— start of Supplied material —

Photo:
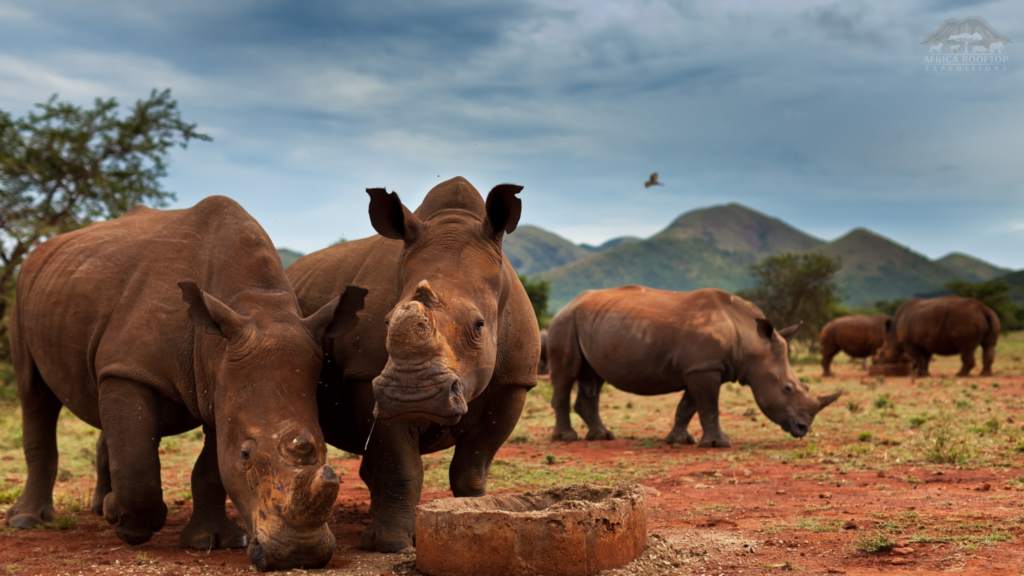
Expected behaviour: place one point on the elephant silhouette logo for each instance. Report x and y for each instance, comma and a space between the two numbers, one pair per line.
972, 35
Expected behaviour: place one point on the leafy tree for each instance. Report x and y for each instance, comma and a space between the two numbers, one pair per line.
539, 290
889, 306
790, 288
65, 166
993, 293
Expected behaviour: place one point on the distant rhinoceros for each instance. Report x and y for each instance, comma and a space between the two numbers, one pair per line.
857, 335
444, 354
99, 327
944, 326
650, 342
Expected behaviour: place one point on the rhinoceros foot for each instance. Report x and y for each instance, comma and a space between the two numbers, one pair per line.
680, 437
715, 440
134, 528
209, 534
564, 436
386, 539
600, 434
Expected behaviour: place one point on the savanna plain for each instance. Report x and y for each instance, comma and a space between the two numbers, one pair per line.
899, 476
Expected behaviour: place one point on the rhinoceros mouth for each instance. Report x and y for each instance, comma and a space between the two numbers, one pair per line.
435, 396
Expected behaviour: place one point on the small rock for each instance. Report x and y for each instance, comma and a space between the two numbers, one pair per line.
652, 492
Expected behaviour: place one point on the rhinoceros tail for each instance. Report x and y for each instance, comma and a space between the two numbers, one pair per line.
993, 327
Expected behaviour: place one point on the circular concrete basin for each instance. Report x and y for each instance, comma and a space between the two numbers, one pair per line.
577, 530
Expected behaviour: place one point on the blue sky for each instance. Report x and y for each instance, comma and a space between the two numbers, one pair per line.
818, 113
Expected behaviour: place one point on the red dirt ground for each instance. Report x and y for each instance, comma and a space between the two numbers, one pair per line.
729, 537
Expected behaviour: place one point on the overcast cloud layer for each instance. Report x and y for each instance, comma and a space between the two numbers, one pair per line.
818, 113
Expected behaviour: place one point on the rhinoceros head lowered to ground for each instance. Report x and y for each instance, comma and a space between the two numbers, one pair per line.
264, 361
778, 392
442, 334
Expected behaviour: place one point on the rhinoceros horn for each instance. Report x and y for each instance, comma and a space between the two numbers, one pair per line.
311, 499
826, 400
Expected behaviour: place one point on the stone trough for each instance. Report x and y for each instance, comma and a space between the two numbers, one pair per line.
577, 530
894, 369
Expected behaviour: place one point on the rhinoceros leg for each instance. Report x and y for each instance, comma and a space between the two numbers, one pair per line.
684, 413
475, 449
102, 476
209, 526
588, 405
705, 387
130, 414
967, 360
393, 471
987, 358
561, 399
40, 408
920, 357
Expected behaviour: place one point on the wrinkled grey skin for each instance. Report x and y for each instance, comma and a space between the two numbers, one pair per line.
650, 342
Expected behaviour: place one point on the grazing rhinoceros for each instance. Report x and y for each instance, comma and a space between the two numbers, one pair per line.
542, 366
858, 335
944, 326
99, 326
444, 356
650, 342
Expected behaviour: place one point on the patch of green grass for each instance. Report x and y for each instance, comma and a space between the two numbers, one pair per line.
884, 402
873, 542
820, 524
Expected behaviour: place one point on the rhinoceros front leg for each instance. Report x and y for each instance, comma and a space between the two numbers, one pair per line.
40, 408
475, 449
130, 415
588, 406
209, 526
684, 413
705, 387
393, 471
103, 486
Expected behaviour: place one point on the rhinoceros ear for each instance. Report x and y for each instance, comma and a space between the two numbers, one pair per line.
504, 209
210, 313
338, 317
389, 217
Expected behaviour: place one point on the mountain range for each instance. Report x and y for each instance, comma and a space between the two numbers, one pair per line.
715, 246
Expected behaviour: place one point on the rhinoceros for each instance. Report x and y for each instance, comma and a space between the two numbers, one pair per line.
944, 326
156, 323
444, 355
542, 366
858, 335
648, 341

— end of Supplied material —
— start of Supplied material —

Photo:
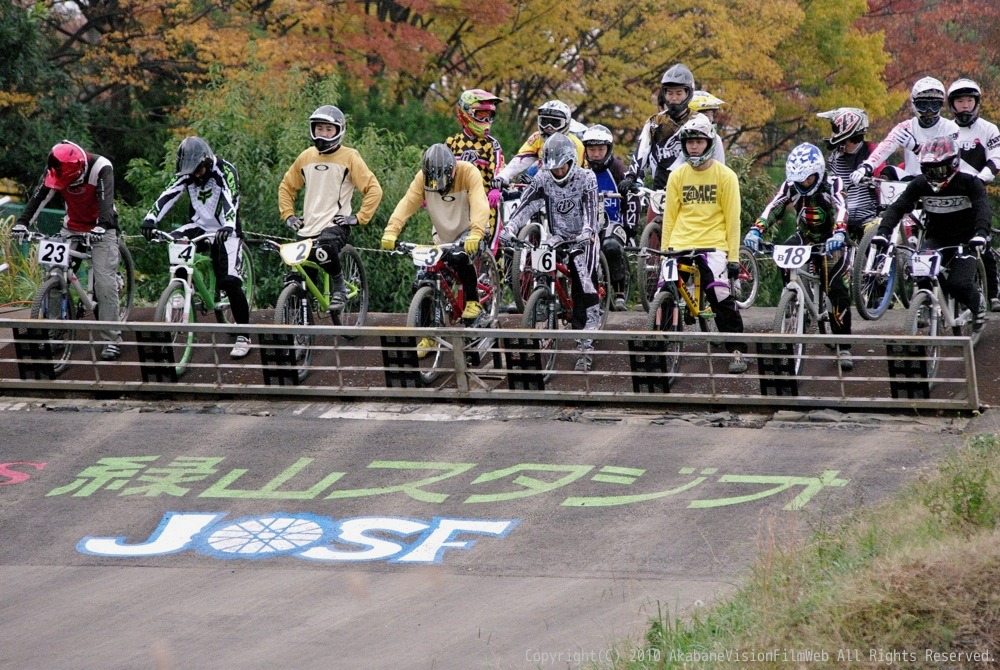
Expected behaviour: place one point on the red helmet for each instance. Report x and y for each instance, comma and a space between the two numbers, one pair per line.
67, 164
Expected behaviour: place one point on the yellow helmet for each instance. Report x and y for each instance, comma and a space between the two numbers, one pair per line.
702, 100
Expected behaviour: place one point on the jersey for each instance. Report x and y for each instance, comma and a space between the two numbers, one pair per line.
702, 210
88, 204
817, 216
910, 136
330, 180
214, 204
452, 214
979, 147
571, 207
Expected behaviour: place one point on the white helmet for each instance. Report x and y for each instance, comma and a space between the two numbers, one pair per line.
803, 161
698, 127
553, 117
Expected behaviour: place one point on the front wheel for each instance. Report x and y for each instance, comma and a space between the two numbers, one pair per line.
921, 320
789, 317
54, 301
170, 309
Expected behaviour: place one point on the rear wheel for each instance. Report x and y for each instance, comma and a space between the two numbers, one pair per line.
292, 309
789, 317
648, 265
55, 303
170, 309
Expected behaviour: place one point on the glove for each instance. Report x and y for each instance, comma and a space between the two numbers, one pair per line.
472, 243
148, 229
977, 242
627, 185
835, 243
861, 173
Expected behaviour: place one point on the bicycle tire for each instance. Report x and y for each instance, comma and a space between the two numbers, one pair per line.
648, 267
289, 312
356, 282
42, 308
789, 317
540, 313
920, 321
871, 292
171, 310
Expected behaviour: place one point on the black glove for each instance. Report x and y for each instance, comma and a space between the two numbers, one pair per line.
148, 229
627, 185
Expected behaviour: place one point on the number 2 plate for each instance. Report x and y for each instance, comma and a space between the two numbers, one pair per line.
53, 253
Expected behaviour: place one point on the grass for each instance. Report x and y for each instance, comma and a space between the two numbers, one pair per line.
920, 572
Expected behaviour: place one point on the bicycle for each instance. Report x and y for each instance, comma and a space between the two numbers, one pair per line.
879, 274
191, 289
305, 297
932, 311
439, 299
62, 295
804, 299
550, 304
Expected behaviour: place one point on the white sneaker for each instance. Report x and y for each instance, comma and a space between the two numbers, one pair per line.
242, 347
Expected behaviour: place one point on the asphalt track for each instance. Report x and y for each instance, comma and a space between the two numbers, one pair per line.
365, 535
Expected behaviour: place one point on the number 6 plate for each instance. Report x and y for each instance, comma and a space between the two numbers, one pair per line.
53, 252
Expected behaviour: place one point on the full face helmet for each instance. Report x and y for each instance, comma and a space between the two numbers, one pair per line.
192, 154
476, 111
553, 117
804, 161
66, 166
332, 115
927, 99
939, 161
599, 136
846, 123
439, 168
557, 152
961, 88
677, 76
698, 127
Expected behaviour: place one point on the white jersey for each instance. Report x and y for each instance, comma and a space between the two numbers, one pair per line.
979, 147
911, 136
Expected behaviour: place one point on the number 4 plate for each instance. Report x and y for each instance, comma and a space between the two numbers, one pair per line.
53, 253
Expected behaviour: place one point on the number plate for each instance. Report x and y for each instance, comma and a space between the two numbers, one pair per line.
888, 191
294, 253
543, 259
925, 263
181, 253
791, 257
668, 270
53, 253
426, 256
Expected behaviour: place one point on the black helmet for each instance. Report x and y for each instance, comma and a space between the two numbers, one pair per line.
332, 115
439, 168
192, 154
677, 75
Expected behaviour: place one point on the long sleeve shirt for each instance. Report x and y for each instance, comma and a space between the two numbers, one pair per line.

— end of Supplied material —
— start of Supplied material —

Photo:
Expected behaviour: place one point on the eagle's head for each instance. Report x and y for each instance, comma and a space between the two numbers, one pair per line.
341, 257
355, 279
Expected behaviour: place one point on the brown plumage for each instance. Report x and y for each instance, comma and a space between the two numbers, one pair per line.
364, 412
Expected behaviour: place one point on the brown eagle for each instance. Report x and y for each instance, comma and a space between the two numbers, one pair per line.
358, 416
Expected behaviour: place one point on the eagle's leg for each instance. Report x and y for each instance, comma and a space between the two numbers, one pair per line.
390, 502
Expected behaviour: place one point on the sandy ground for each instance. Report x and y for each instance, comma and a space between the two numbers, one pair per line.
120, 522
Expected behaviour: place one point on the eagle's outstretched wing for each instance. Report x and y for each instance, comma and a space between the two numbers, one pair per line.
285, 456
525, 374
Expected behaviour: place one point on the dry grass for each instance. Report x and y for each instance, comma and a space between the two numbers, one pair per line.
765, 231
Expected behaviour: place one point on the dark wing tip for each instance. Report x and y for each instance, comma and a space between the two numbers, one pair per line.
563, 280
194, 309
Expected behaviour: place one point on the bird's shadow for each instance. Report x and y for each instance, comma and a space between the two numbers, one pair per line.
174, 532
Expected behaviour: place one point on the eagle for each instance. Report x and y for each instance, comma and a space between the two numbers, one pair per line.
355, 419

— end of Supplied material —

Show each line of the listing above that contains the word "wheel".

**Exercise answer**:
Expected behaviour: place one point on the front wheel for each instance. Report x and y for each instance, comma and a space between the two numbers, one pair per line.
Expected behaviour: place one point on the rear wheel for each instance. Report x and y for each instance, comma and a space between the two numbers, one pair per line.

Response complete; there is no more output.